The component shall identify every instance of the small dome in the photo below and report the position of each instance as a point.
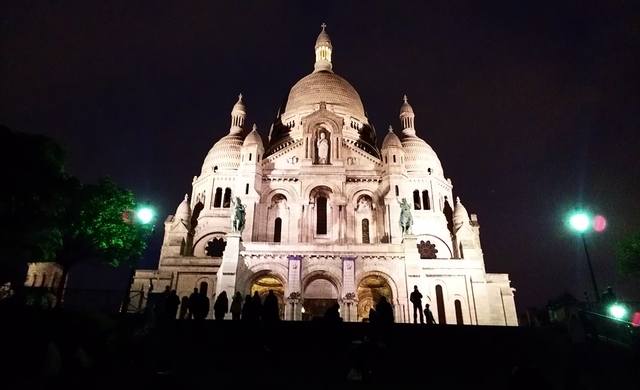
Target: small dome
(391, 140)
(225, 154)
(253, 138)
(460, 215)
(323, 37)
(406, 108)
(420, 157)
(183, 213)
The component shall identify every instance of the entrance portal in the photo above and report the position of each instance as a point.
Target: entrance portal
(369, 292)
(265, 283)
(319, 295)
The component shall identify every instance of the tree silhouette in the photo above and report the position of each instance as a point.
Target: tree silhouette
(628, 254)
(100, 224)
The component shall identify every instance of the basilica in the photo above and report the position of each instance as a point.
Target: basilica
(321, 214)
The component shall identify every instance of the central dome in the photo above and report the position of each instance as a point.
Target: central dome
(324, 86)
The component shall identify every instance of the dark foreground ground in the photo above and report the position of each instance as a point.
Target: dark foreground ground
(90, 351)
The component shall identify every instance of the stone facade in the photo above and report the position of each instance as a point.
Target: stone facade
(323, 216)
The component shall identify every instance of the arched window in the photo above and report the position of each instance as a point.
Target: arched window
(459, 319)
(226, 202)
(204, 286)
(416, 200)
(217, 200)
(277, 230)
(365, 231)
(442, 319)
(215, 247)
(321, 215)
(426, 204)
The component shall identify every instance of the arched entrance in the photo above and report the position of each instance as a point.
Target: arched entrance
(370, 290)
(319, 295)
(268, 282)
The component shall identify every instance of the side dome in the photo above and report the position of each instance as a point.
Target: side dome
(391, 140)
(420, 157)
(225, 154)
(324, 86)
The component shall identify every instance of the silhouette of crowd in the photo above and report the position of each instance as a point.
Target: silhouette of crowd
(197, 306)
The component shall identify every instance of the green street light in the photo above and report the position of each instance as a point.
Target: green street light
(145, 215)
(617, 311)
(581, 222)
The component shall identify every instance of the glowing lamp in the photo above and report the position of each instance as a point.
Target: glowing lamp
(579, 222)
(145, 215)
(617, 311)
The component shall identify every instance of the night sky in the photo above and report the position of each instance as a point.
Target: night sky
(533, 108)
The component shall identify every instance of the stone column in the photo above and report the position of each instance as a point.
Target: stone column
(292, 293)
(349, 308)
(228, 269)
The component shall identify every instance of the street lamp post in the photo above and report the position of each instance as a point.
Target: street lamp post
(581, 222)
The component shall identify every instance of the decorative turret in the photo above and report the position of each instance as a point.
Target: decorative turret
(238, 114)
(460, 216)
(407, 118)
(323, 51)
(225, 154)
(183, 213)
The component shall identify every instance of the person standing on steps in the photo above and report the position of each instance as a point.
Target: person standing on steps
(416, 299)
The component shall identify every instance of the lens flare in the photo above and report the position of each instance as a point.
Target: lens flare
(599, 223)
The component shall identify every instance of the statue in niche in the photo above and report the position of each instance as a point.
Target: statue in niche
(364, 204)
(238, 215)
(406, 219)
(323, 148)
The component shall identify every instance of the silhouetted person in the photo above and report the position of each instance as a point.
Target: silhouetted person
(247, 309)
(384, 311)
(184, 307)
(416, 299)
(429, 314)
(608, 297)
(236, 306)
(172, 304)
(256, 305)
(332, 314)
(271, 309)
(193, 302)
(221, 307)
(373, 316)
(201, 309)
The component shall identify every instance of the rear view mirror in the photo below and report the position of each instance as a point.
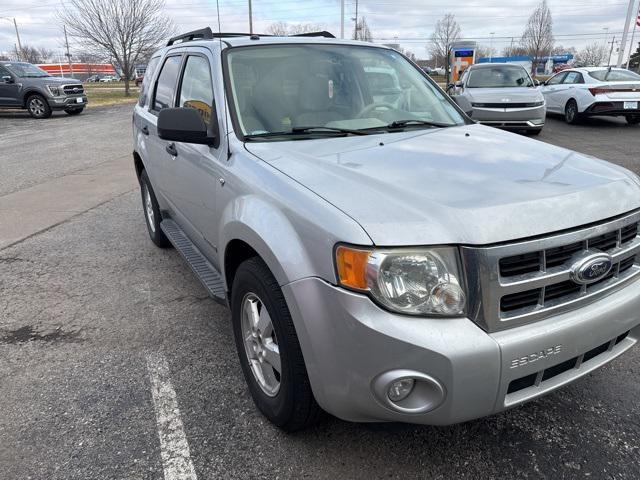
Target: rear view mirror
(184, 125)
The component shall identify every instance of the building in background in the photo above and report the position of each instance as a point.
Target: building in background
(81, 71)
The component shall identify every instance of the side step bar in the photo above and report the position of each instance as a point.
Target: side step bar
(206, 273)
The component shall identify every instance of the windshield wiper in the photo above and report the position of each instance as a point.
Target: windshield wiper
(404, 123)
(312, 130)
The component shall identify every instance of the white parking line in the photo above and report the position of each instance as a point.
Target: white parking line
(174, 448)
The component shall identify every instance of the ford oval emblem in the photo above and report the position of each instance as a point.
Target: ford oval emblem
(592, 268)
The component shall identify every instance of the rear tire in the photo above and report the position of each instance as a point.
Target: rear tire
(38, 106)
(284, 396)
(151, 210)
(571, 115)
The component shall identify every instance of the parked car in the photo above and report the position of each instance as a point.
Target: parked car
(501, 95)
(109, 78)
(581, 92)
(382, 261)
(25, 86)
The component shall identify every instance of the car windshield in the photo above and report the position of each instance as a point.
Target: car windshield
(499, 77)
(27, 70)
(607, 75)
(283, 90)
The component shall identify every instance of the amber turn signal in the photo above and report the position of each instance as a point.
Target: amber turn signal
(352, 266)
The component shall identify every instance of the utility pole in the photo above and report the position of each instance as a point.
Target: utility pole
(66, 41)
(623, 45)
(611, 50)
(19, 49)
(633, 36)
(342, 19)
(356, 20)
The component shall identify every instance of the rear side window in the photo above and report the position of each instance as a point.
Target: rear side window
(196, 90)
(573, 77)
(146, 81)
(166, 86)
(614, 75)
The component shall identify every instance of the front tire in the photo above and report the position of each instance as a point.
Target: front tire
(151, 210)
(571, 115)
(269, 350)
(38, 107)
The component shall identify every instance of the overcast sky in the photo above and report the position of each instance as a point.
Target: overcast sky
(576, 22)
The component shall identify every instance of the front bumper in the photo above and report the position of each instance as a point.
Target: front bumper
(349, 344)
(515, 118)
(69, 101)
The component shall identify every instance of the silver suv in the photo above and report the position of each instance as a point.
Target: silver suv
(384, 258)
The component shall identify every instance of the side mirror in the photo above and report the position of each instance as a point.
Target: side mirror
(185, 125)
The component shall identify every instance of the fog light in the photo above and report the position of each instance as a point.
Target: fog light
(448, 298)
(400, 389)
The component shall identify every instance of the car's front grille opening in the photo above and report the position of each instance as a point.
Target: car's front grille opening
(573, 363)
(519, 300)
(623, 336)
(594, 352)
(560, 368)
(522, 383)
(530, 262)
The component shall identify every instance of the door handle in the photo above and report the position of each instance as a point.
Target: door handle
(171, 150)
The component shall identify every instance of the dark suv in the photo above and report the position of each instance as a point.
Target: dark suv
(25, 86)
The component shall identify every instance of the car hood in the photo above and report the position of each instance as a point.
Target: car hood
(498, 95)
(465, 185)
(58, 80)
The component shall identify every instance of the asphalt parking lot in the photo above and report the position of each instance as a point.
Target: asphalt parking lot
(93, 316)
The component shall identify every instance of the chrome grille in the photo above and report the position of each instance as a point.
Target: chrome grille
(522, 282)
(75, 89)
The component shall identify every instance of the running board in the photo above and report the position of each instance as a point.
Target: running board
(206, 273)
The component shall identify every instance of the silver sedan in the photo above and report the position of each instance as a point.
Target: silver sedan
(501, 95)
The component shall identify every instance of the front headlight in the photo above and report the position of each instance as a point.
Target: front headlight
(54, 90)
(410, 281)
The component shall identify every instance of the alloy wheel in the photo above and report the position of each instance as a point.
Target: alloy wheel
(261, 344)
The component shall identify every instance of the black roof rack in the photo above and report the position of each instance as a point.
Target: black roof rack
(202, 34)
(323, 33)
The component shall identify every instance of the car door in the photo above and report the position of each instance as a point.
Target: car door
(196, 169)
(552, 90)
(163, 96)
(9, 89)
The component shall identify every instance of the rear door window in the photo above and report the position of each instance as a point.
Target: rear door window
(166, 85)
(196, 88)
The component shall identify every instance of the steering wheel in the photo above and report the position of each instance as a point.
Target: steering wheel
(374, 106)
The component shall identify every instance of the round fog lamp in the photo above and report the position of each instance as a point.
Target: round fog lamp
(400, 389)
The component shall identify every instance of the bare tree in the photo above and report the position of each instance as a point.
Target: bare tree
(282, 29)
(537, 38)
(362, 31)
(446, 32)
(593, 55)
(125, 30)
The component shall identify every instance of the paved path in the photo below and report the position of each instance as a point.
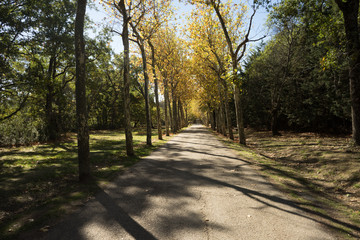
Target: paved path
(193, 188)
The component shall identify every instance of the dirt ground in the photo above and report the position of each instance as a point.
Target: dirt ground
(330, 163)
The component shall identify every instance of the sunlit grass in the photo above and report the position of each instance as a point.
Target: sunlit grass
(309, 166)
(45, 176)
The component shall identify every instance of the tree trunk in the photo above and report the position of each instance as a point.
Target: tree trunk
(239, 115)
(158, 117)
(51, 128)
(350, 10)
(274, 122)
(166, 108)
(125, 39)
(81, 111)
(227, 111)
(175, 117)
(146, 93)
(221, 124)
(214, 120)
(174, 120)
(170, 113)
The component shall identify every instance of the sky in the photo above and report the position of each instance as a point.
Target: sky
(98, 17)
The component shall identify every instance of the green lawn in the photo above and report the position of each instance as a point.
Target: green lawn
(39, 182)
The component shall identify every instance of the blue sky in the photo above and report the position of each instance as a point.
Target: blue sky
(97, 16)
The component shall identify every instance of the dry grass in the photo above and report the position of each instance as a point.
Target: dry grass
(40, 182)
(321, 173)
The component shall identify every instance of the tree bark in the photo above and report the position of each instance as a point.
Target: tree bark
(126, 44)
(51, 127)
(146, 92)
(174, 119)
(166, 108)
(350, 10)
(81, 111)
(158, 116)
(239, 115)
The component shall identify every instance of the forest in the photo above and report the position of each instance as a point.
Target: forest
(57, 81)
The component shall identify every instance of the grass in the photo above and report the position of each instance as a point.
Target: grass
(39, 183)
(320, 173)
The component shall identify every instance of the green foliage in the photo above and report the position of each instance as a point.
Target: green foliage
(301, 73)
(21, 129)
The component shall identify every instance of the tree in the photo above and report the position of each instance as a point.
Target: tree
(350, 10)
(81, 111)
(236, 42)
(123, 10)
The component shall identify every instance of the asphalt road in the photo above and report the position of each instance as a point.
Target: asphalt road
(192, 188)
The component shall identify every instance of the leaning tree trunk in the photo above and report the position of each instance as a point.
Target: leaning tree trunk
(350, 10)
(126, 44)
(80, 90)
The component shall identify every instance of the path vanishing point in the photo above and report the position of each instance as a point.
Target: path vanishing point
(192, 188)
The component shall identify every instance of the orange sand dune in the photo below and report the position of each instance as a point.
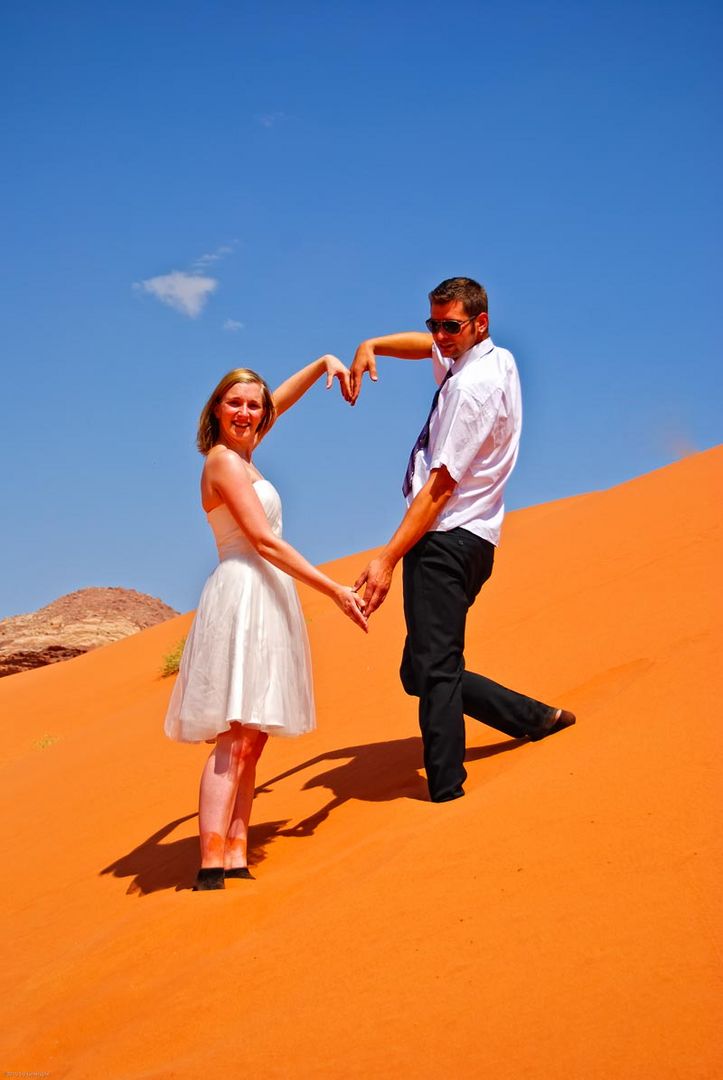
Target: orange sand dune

------------------------------------

**Problem requirements**
Only one stretch of the records above is wanted: the lines between the one holding "Target: blue sky" and the one holding "The component shall identify every instance of the tree bark", inclusive, reproduced exactly.

**Answer box**
Target: blue sky
(97, 16)
The component shall identify every instance of the dry grass in the photo above and report the position of each instance as a point.
Target: dry grass
(40, 182)
(321, 173)
The component shall identify every instance of the tree bark in the photo above and report the position of each instance as a point.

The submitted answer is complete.